Description of the task = Only the lines from the one containing "Could you point out the driveway" to the end of the records belong in the output; print them exactly.
[Begin Dataset entries]
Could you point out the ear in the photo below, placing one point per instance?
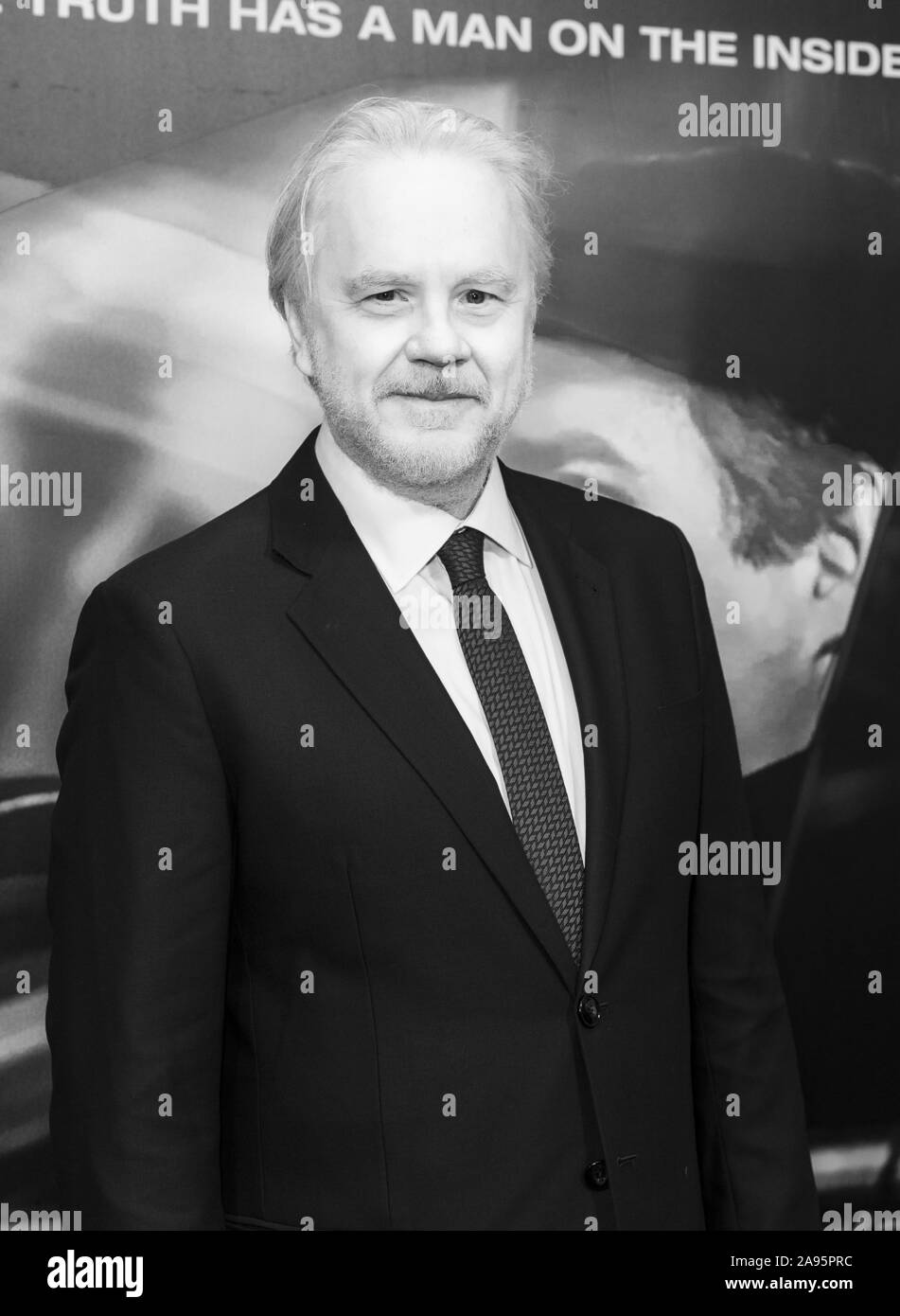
(300, 341)
(842, 545)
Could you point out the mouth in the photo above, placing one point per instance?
(829, 650)
(435, 398)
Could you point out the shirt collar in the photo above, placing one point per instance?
(403, 536)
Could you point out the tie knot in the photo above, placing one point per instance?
(464, 557)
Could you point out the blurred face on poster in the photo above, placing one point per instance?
(636, 434)
(417, 334)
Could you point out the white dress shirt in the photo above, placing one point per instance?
(403, 537)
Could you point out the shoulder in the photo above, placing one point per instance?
(602, 525)
(221, 549)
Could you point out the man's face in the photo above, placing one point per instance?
(603, 415)
(418, 334)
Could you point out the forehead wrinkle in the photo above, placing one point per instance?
(370, 277)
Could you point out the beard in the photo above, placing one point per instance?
(416, 468)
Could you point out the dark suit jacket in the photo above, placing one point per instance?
(344, 1003)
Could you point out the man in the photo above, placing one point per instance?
(364, 880)
(745, 486)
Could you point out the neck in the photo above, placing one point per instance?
(454, 496)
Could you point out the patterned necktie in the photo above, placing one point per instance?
(537, 793)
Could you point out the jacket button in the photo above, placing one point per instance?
(596, 1175)
(589, 1011)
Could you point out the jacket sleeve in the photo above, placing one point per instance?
(138, 895)
(754, 1160)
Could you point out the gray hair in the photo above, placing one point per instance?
(390, 124)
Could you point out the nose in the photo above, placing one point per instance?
(435, 341)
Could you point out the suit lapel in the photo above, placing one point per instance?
(346, 613)
(579, 591)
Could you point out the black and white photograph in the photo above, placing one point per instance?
(450, 720)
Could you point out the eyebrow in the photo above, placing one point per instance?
(368, 279)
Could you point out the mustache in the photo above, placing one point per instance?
(434, 390)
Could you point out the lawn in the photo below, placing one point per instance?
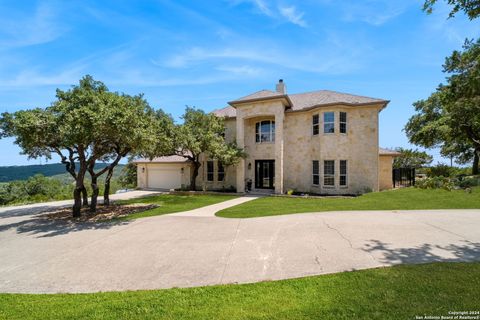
(401, 199)
(170, 203)
(399, 292)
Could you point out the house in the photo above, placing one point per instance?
(321, 142)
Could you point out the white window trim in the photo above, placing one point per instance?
(328, 175)
(340, 122)
(324, 123)
(345, 186)
(318, 125)
(318, 174)
(259, 134)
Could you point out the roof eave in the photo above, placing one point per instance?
(240, 102)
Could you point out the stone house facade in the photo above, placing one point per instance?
(321, 142)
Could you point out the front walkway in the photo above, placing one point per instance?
(195, 249)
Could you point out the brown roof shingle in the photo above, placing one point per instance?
(304, 101)
(166, 159)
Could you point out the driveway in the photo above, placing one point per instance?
(183, 250)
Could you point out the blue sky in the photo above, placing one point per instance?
(205, 53)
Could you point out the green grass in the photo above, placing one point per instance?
(170, 203)
(401, 199)
(399, 292)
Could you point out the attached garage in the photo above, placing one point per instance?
(165, 173)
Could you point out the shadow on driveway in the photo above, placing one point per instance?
(425, 253)
(43, 226)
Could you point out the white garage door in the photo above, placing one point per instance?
(164, 178)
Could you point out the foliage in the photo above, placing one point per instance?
(203, 133)
(435, 182)
(399, 199)
(470, 7)
(410, 158)
(440, 170)
(86, 124)
(128, 175)
(450, 117)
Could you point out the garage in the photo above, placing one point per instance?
[End Dataset entries]
Correct answer =
Could you point out the driveway in the photo above, placing one point per instance?
(183, 250)
Could you point out the blue sky in the photo above, placing one point per instance?
(205, 53)
Could you point out the green grass in the photo above, placing one point per instance?
(170, 203)
(401, 199)
(399, 292)
Could you point out the attached garage in the photo above, placing one point per instance?
(165, 173)
Could you point out the shadow on driveway in the photo above, placing one point per instance?
(425, 253)
(43, 226)
Could you point out the white garage door in the photo above, placing one point per instance?
(164, 178)
Could you point out the foliage in the photo above, placing one point per instance?
(203, 133)
(435, 182)
(399, 199)
(470, 7)
(410, 158)
(440, 170)
(86, 124)
(128, 175)
(450, 117)
Could you point out the garage in the photo above, placing one point per instance?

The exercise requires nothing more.